Start of Quoted passage
June is National Migraine and Headache Awareness Month.
Although roughly half of all adults globally have at least one headache annually, the World Health Organization indicates that this type of head pain is “underestimated, under-recognized and under-treated throughout the world.” (1)
This article will discuss the differences that exist between headaches and migraines. It will also talk about the signs and symptoms of each, increasing your ability to recognize both conditions, and even providing a few strategies to help relieve the pain.
Headaches vs. Migraines: What’s the Difference?
Sometimes the terms “headache” and “migraine” are used interchangeably, but they are not the same thing. While both cause pain in the head region, the severity of this pain is often more severe with migraines than with headaches. The underlying causes are different as well.
Penn Medicine reports that migraines are actually a neurological disease that can be caused by hormone shifts, allergies, the environment (such as changes in weather), and genetics.
End of Quoted passage
Start of Dataset entries
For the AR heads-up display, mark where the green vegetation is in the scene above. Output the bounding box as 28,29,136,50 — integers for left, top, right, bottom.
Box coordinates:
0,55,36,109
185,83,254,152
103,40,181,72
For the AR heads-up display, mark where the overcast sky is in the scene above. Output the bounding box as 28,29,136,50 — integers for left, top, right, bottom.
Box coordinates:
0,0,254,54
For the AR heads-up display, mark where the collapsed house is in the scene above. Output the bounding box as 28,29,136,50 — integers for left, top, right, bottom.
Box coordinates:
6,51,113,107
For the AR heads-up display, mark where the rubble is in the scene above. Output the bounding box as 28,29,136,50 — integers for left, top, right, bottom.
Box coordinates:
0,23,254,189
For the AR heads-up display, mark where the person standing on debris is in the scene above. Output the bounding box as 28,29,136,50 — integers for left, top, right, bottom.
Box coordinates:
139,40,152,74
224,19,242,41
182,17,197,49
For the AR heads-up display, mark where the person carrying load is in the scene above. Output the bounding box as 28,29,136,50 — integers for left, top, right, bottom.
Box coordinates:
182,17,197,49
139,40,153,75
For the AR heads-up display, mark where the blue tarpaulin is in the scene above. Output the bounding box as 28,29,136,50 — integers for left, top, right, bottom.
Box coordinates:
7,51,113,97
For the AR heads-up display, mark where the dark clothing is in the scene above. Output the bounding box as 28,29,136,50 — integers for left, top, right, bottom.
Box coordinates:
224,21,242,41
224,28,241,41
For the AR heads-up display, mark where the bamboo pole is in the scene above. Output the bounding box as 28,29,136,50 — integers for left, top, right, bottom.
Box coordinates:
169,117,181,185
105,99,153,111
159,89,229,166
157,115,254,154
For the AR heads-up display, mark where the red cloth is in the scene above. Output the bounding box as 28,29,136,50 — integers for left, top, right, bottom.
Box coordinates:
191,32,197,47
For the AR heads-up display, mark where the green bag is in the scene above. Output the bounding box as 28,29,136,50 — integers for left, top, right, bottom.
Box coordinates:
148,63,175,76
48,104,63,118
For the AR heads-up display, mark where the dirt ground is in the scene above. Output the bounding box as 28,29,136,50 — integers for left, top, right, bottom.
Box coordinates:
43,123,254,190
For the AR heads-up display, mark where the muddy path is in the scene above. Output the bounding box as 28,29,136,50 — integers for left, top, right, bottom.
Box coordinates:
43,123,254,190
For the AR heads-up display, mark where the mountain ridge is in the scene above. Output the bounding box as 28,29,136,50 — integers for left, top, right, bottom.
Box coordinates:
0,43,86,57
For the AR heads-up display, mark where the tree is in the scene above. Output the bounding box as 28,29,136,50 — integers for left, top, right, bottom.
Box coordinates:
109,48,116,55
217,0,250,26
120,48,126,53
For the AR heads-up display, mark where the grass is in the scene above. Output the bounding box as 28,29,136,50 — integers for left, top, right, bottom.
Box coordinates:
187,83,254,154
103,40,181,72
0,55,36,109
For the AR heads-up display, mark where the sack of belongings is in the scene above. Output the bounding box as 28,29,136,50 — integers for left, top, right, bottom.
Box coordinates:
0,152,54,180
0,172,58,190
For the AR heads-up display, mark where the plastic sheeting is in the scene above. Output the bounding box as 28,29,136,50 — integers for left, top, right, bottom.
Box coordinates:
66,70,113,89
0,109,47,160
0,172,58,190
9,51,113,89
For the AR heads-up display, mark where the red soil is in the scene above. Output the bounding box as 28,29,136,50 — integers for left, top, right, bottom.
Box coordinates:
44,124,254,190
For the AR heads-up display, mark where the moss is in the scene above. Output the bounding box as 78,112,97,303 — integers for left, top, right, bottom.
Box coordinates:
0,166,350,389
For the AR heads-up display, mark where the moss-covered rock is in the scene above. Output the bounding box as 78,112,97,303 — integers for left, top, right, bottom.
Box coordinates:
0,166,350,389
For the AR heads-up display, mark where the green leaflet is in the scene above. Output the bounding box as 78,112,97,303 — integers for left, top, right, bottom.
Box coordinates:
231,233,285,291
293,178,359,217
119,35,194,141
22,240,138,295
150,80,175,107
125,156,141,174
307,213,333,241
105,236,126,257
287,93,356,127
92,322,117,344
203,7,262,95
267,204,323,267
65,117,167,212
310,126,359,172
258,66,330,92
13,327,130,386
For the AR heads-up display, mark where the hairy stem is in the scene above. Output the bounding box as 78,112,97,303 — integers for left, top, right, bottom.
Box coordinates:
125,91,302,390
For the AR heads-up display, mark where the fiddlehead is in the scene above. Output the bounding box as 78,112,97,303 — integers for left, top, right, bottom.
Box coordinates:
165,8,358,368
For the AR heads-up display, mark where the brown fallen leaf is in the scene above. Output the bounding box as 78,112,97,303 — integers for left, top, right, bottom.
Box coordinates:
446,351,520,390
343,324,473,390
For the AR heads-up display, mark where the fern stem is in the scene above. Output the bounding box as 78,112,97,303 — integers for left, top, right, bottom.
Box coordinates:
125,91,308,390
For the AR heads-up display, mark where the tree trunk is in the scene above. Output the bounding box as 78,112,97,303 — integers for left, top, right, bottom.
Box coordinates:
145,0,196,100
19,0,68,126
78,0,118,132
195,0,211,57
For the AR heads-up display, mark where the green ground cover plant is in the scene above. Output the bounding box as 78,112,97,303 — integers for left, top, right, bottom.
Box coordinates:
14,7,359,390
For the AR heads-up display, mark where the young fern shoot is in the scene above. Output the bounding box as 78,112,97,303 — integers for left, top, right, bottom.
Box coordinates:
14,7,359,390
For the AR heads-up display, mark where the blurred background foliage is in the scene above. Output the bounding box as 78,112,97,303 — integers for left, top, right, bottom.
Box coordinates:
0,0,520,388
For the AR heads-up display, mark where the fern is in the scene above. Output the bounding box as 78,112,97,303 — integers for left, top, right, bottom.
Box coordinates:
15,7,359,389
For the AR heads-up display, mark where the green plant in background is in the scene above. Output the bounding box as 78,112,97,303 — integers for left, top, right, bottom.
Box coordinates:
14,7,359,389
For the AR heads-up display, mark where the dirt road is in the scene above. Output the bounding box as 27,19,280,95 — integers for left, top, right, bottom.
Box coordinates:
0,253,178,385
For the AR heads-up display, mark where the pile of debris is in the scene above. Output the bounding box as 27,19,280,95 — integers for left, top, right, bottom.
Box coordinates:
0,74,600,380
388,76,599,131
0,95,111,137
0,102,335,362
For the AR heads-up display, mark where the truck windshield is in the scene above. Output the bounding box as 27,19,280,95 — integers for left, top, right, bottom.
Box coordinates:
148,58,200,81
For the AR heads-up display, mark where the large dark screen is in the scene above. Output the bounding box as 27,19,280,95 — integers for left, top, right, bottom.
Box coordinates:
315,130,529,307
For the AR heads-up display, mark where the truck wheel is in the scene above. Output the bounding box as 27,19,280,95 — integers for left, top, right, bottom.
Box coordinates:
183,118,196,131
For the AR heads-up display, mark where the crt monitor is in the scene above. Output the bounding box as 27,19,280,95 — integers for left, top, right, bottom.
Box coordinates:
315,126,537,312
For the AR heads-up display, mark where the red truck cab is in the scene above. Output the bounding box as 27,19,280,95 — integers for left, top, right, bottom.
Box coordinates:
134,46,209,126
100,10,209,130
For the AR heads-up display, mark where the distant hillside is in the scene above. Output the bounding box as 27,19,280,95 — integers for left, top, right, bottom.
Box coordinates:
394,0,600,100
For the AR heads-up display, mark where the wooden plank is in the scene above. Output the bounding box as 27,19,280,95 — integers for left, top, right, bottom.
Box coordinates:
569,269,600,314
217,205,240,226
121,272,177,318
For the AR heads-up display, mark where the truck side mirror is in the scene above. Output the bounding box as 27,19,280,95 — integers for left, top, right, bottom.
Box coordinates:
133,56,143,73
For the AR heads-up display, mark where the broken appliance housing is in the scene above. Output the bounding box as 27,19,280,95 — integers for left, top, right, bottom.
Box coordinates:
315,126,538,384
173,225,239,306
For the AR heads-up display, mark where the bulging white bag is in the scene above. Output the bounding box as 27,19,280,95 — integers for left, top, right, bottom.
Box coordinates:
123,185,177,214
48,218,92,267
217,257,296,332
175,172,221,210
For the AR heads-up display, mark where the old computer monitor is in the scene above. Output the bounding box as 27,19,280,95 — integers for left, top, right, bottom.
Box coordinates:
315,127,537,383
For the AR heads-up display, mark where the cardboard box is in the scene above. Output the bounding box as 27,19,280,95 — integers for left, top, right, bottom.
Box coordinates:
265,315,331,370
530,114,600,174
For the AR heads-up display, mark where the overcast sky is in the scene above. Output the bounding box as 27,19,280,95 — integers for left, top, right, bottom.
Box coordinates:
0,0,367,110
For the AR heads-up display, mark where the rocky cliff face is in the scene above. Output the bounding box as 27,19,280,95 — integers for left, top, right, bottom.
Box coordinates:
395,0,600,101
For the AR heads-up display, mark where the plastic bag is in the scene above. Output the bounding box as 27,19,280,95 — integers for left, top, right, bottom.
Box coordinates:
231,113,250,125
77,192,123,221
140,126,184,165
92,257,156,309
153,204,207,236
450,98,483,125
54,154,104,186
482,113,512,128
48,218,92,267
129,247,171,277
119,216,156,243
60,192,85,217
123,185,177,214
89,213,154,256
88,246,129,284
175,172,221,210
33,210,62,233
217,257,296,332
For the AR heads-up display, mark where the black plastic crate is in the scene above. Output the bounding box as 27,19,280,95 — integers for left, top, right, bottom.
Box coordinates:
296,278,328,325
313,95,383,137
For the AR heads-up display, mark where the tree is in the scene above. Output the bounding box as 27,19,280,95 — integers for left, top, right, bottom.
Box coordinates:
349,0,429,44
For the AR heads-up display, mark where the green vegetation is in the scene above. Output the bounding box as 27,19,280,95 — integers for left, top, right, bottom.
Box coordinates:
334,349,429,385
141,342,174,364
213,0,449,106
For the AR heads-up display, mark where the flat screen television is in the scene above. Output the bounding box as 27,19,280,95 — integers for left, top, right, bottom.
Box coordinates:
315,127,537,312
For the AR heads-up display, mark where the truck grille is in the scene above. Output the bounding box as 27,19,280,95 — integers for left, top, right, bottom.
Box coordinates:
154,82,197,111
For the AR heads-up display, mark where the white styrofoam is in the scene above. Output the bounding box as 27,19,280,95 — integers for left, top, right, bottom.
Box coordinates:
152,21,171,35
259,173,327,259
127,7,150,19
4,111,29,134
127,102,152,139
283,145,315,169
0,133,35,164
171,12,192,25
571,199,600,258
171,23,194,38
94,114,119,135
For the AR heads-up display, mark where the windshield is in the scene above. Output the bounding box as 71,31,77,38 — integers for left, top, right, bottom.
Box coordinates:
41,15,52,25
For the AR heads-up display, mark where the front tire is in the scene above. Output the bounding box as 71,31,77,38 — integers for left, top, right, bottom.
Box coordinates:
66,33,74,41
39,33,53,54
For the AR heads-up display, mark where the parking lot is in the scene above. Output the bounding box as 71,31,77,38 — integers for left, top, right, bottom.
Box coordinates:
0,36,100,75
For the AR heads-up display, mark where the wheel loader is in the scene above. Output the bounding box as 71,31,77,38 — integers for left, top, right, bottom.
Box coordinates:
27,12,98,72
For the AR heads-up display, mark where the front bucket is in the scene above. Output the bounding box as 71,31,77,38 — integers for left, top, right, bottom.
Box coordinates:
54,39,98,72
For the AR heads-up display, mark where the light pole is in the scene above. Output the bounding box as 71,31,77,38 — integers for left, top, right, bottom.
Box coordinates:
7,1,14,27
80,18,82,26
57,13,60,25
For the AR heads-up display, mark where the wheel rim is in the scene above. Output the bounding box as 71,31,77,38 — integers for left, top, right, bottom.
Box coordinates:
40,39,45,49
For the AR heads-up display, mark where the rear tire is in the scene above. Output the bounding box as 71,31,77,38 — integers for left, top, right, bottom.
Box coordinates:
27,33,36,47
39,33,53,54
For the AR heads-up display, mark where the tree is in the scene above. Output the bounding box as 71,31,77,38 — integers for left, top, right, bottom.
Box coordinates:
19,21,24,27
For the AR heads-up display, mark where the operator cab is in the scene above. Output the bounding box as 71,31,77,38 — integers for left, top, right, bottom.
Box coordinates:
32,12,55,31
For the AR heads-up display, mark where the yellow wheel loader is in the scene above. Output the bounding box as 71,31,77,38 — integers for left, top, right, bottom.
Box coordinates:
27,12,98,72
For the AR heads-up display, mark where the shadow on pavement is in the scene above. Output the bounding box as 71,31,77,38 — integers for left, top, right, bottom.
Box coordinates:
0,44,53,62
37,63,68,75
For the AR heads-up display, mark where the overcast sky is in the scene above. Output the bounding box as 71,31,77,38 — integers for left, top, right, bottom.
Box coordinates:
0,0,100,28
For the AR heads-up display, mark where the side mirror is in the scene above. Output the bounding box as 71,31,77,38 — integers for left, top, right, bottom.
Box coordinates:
End of Dataset entries
**Task to carry out**
Restate word for word the part of the headaches and migraines text between "Sometimes the terms" and "different as well.", inclusive. Rely only on the text about headaches and migraines.

**Output below**
Sometimes the terms “headache” and “migraine” are used interchangeably, but they are not the same thing. While both cause pain in the head region, the severity of this pain is often more severe with migraines than with headaches. The underlying causes are different as well.